___ Texto fuente

Adiós, director de orquesta

Por: Hernán Sassi

A veces un colega es un maestro. Te das cuenta en el trato diario o –¡qué fatalidad!– recién cuando muere. En estos días de lazo social roto son imprescindibles los maestros, muchos de los cuales a veces son verdaderos directores de orquesta. Aquí, la semblanza de uno de ellos.

Sed contrabandistas del saber verdadero contra los empleados de la aduana pedagógica. Defraudad al Fisco Docente, pero salvad la verdad, la belleza, la justicia y la dignidad.

Ezequiel Martínez Estrada, “Advertencia a los maestros”

I.

Todo directivo escolar es también un director de orquesta. Escuela normal (2012) de Celina Murga, un documental filmado en la primera institución destinada al magisterio fundada por Sarmiento, lo prueba. Atenta a si algo falta, la directora del colegio deambula por aulas, pasillos y baños. La vemos reprender con cariño a grandulones que juegan a la pelota en el patio; recordarle a otros, que aún adeudan materias, que ella espera las rindan cuanto antes; y también la vemos resolver contratiempos junto a docentes que, con mirada y acto, le responden como todo músico a su director de orquesta.

Todos hemos conocido directoras y directores así, todoterreno, lugartenientes marcados por el dicho según el cual “el ojo del amo engorda el ganado”. Son personas de oído absoluto que escuchan la disonancia, desapercibida para el resto, y, estén o no presentes, tienen el don de hacer, en medio del bullicio de los recreos y del murmullo de las clases, que todo en un colegio suene, como decía mi vieja, “como Dios manda”. Esto es, que el quilombo diario, por demás inmanejable a la vista de profes como el que escribe, devenga potencia y energía transformadora. No hay por qué coincidir ideológicamente con ellos o ellas, pero sí, como en una orquesta, contar con un mismo compromiso de conjunto, que es lo que realmente cuenta, no sólo en la escuela, desde ya.

Si alguna escuela es barco firme en este naufragio que atravesamos, y del que somos también responsables, es en gran medida, gracias a su conducción, muy mal retribuida, hay que decirlo, tanto que cobran menos de lo que gana un docente aficionado a suplencias a las que no va y a cursos donde nunca se lo ha visto. Sin embargo, al final de su carrera dejan el cargo bien pagos con el reconocimiento tanto de auxiliares, como de alumnos y de docentes que han hecho, gracias a su conducción muchas veces invisible, que un aula suene a banda de rock.

 II.

Entre muchas cosas, todas loables y admirables, Miguel Gianetti supo ser director del Instituto Superior Nro. 1 de Avellaneda, Abuelas de Plaza de Mayo. Según cuentan, fue todo un director de orquesta. Ingresé cuando él había dejado el cargo. Es decir, como director, solo supe de él, de oídas, que es como se conoce a esas personas que, para bien o para mal, no quieren pasar desapercibida por este mundo, lo hayan decidido a conciencia o no.

______
___ Líneas de datos

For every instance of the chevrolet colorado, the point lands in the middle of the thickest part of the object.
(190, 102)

______

> **Ejercicios**
[A] Indique si cada afirmación concuerda con el texto fuente: (i) el documental Escuela normal es de Celina Murga; (ii) la conducción escolar está bien retribuida; (iii) el autor ingresó al Instituto Superior Nro. 1 de Avellaneda cuando Miguel Gianetti todavía era director. Para cada una, responda sí o no y cite textualmente las palabras que lo determinan.
[B] Reproduzca literalmente el pasaje del texto fuente que comienza en las palabras "Entre muchas cosas, todas" y termina después de "conciencia o no.".
[C] Según el texto fuente, ¿por qué el autor solo conoció de oídas a Miguel Gianetti en su rol de director? Responda en una a tres oraciones.

> **Resultados por tarea**
[A]
(i) Sí: "Escuela normal (2012) de Celina Murga".
(ii) No: "muy mal retribuida, hay que decirlo".
(iii) No: "Ingresé cuando él había dejado el cargo."

[B]
Entre muchas cosas, todas loables y admirables, Miguel Gianetti supo ser director del Instituto Superior Nro. 1 de Avellaneda, Abuelas de Plaza de Mayo. Según cuentan, fue todo un director de orquesta. Ingresé cuando él había dejado el cargo. Es decir, como director, solo supe de él, de oídas, que es como se conoce a esas personas que, para bien o para mal, no quieren pasar desapercibida por este mundo, lo hayan decidido a conciencia o no.

[C] El autor solo conoció de oídas a Miguel Gianetti en su rol de director porque ingresó al Instituto Superior Nro. 1 de Avellaneda cuando Gianetti ya había dejado el cargo.